### Given exercise
Retype all of the entries word for word.

### Data records

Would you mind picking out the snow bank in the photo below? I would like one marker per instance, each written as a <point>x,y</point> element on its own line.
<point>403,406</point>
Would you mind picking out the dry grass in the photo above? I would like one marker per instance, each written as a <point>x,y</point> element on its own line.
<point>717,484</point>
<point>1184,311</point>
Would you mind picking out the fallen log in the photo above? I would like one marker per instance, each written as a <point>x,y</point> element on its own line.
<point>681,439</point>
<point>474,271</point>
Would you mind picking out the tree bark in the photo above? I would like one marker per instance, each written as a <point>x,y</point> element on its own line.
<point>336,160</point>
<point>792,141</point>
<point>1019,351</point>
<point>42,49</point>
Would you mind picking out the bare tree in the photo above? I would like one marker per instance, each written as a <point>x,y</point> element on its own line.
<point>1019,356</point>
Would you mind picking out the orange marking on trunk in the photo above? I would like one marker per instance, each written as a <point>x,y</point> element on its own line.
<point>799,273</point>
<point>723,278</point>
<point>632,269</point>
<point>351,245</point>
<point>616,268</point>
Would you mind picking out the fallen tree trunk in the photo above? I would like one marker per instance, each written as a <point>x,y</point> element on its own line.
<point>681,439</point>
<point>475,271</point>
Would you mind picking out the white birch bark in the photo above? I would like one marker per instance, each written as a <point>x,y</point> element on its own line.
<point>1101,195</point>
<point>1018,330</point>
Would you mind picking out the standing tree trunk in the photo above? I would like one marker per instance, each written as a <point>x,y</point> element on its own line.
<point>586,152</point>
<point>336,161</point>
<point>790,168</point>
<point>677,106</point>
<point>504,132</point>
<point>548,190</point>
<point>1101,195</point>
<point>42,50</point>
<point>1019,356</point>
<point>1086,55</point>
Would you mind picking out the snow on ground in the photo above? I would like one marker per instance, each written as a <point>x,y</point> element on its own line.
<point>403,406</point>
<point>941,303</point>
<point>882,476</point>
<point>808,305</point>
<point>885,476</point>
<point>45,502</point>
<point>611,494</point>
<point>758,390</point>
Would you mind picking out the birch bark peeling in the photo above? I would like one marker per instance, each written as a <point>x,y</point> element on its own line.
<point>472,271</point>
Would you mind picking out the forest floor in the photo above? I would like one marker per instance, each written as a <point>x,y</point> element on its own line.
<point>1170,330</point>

### Result
Would you mind picking out the snow bank in the photo below? I would like one marker per instance, each written as a <point>x,y</point> element on its own line.
<point>403,406</point>
Would you mind picking out the dry grass in the photo above? I would like one marker per instance, each written as a <point>x,y</point> element on its own line.
<point>717,484</point>
<point>1184,311</point>
Would you mind picking out the fallen log in the photo above? I would like one marker per instance, each written as a <point>x,y</point> element on its own line.
<point>681,439</point>
<point>474,271</point>
Would you mind picking out the tree bark in the photo above? I would like one marker per instance, each written as a <point>x,y</point> element on its own line.
<point>336,160</point>
<point>792,141</point>
<point>1019,351</point>
<point>42,49</point>
Would you mind picking out the bare tree in the photo above? I would like one marker per instance, each written as a <point>x,y</point> element on its own line.
<point>1019,356</point>
Would you mind picking out the orange marking on trunk in the photo above? I would like one marker per instance, each written as a <point>x,y</point> element on its own line.
<point>799,273</point>
<point>723,278</point>
<point>632,269</point>
<point>351,245</point>
<point>616,268</point>
Would you mind picking out the fallen tree trunk in the photo above? I would like one marker per instance, each written as a <point>x,y</point> element on its own line.
<point>681,439</point>
<point>475,271</point>
Would you mind picking out the white birch bark in the photo above? I would like one marker per instance, each written as a <point>x,y</point> element on its own line.
<point>1101,195</point>
<point>1018,330</point>
Would you mind picking out the standing tree trunk in the photo above? I would like one marker per instance, each written as a <point>x,y</point> element on its own line.
<point>586,152</point>
<point>336,161</point>
<point>790,168</point>
<point>677,106</point>
<point>504,132</point>
<point>548,190</point>
<point>1101,195</point>
<point>42,50</point>
<point>1019,356</point>
<point>1086,55</point>
Would you mind picking out the snow on ground in the photo above? I would like one marker per instance, each written as a <point>x,y</point> element on its own line.
<point>403,406</point>
<point>941,303</point>
<point>882,476</point>
<point>808,305</point>
<point>885,476</point>
<point>45,502</point>
<point>611,494</point>
<point>758,390</point>
Would you mind picking out the birch bark peeling in the photo above? I would like one marker per instance, each written as a <point>x,y</point> element on its own line.
<point>472,271</point>
Would you mind picking out the forest floor in the photo above? I would like one marker per instance, each written as a <point>x,y</point> element on its own line.
<point>1170,330</point>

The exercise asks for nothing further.